(Извлечённые записи данных)
-----

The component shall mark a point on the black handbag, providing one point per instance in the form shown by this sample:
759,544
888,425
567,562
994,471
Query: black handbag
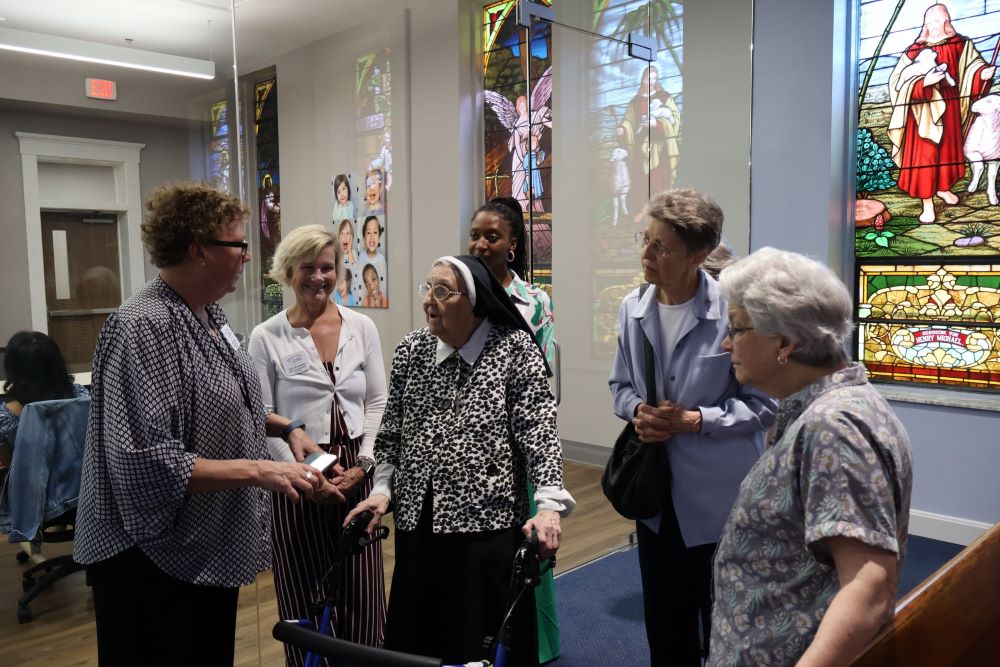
637,476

-----

ФОРМУЛИРОВКА ЗАДАНИЯ: Повторите весь приведённый выше материал дословно, без каких-либо изменений. Изображения в ответ не включайте.

РЕШЕНИЕ:
The component shall mark a point on the black handbag, providing one point per instance in the form shown by this sample:
759,544
888,425
567,562
994,471
Query: black handbag
637,476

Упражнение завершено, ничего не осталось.